--- Begin Data extract ---

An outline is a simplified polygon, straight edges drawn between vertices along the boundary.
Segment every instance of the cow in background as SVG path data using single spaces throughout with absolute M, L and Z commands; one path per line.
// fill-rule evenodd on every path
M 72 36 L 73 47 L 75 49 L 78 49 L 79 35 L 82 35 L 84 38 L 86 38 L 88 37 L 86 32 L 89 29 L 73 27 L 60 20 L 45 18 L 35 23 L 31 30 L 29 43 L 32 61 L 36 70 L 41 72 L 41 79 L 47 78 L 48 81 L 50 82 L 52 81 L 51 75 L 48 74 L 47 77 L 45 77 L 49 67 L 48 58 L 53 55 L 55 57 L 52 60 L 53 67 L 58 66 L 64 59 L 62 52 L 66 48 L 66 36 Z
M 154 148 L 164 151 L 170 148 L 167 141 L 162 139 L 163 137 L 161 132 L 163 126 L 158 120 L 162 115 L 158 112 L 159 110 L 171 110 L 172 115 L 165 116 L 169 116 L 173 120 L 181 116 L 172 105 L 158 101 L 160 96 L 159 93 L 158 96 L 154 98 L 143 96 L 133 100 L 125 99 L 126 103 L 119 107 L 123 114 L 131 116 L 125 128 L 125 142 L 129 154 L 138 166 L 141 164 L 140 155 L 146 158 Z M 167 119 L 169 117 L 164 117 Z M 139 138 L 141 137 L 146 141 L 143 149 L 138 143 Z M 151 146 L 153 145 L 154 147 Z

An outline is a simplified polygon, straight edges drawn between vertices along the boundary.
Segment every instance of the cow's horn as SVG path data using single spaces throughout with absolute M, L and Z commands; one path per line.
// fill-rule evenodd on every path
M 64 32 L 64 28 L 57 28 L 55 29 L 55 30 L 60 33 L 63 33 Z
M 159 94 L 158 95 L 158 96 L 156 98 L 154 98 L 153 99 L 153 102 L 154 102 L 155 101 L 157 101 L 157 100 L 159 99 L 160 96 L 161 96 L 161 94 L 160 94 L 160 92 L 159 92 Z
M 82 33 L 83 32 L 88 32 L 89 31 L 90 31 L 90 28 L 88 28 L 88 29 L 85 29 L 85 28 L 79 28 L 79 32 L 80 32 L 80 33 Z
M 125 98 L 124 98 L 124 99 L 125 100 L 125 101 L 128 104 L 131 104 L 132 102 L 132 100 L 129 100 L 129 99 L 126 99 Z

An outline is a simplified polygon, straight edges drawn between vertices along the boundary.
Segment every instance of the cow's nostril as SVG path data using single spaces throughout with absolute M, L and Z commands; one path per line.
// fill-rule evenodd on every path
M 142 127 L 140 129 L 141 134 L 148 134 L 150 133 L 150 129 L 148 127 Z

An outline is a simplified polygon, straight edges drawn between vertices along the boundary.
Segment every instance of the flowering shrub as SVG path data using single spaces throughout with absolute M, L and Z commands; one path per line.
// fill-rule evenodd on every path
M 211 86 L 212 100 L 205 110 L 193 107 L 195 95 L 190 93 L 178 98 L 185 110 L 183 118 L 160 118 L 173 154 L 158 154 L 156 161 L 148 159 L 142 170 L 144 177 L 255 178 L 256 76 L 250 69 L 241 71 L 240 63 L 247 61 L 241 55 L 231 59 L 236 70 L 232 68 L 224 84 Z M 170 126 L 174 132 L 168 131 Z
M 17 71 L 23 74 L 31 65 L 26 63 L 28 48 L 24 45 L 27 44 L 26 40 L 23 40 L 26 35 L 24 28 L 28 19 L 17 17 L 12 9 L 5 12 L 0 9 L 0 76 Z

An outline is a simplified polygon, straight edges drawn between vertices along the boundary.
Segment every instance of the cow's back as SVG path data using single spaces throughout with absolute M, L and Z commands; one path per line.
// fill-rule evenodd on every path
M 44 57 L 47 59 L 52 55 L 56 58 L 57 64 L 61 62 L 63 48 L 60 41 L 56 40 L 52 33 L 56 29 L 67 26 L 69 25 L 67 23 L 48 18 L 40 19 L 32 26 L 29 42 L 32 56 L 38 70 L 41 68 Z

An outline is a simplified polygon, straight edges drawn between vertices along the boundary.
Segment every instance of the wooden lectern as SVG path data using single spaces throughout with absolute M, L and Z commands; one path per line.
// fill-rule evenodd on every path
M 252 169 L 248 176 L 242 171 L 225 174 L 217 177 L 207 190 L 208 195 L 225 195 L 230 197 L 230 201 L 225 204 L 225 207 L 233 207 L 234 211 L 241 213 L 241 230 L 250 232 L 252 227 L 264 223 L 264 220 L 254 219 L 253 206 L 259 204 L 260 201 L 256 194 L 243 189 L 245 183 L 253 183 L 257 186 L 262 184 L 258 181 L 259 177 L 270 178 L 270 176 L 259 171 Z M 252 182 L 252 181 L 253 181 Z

--- End Data extract ---

Copy the data above line for line, with no changes.

An outline is a simplified polygon, straight edges drawn between vertices along the boundary.
Segment every instance of the cow in background as SVG path data using single spaces throughout with absolute M, L and Z commands; one path per line.
// fill-rule evenodd on every path
M 72 36 L 73 47 L 75 49 L 78 49 L 79 35 L 82 35 L 84 38 L 86 38 L 88 37 L 86 32 L 89 29 L 73 27 L 60 20 L 45 18 L 35 23 L 31 30 L 29 43 L 32 61 L 36 70 L 41 72 L 41 79 L 47 78 L 48 81 L 50 82 L 52 81 L 51 75 L 48 74 L 47 77 L 45 77 L 49 67 L 48 58 L 53 55 L 55 57 L 52 60 L 53 67 L 58 66 L 64 59 L 62 52 L 66 48 L 66 36 Z
M 154 148 L 164 151 L 170 148 L 167 141 L 162 139 L 163 137 L 161 132 L 163 126 L 158 120 L 162 115 L 158 112 L 159 110 L 171 110 L 172 115 L 165 116 L 169 116 L 173 120 L 181 116 L 172 105 L 158 101 L 160 96 L 159 93 L 158 96 L 154 98 L 143 96 L 133 100 L 125 99 L 126 103 L 119 107 L 123 114 L 131 116 L 125 128 L 125 142 L 129 154 L 138 166 L 141 164 L 140 155 L 146 158 Z M 167 119 L 169 117 L 164 117 Z M 139 138 L 141 137 L 146 141 L 143 149 L 138 143 Z M 151 146 L 153 145 L 154 147 Z

An outline is a simplified polygon, straight edges drawn between vertices along the boundary.
Segment every instance of the cow's horn as SVG path data using single spaces throughout with absolute M, L and Z commands; one path per line.
// fill-rule evenodd on every path
M 64 32 L 64 28 L 57 28 L 55 29 L 55 30 L 60 33 L 63 33 Z
M 159 94 L 158 95 L 158 96 L 156 98 L 154 98 L 153 99 L 153 102 L 154 102 L 155 101 L 157 101 L 157 100 L 159 99 L 160 96 L 161 96 L 161 94 L 160 94 L 160 92 L 159 92 Z
M 82 33 L 83 32 L 88 32 L 89 31 L 90 31 L 90 28 L 88 28 L 88 29 L 85 29 L 85 28 L 79 28 L 79 32 L 80 32 L 80 33 Z
M 125 98 L 124 98 L 124 99 L 125 100 L 125 101 L 128 104 L 131 104 L 132 102 L 132 100 L 129 100 L 129 99 L 126 99 Z

An outline is a simplified polygon, straight edges drawn between vertices along the boundary.
Segment every instance of the cow's nostril as SVG path data using single spaces throughout with absolute M, L and Z commands; one path per line.
// fill-rule evenodd on every path
M 142 127 L 140 129 L 141 134 L 148 134 L 150 133 L 150 129 L 148 127 Z

An outline is a simplified polygon, straight edges drawn between vertices along the boundary.
Segment every instance of the flowering shrub as SVG path data using single spaces throughout with absolute M, L and Z commands; one path per line.
// fill-rule evenodd on every path
M 211 86 L 212 100 L 205 110 L 193 107 L 195 95 L 190 93 L 178 98 L 185 110 L 183 118 L 160 118 L 173 154 L 158 154 L 156 161 L 148 159 L 142 170 L 144 177 L 255 178 L 256 76 L 250 69 L 241 71 L 240 63 L 247 61 L 241 55 L 231 59 L 236 70 L 232 68 L 224 84 Z M 170 126 L 174 132 L 168 131 Z
M 17 71 L 23 74 L 31 65 L 26 63 L 28 48 L 24 45 L 27 44 L 26 40 L 23 40 L 26 35 L 24 28 L 28 19 L 17 17 L 12 9 L 5 12 L 0 9 L 0 76 Z

An outline is a simplified polygon, straight edges drawn between vertices along the boundary.
Segment every instance of the cow's back as SVG path data using single spaces throughout with absolute M, L and Z commands; one path per line.
// fill-rule evenodd on every path
M 44 57 L 47 59 L 52 55 L 56 58 L 57 64 L 61 62 L 63 48 L 60 41 L 56 40 L 52 33 L 56 29 L 67 26 L 69 25 L 67 23 L 48 18 L 40 19 L 32 26 L 29 42 L 32 56 L 38 70 L 41 68 Z

An outline is a simplified polygon, straight edges drawn between vertices along the boundary.
Segment every instance of the wooden lectern as SVG path data using single spaces throughout with absolute M, L and Z commands; one path per line.
// fill-rule evenodd on every path
M 252 169 L 248 176 L 242 171 L 225 174 L 217 177 L 207 190 L 208 195 L 225 195 L 230 197 L 230 201 L 225 204 L 225 207 L 233 207 L 234 211 L 241 213 L 241 230 L 250 232 L 252 227 L 264 223 L 264 220 L 254 219 L 253 206 L 259 204 L 260 201 L 256 194 L 243 189 L 245 183 L 253 183 L 257 186 L 262 184 L 258 181 L 259 177 L 270 178 L 270 176 L 259 171 Z M 252 182 L 252 181 L 253 181 Z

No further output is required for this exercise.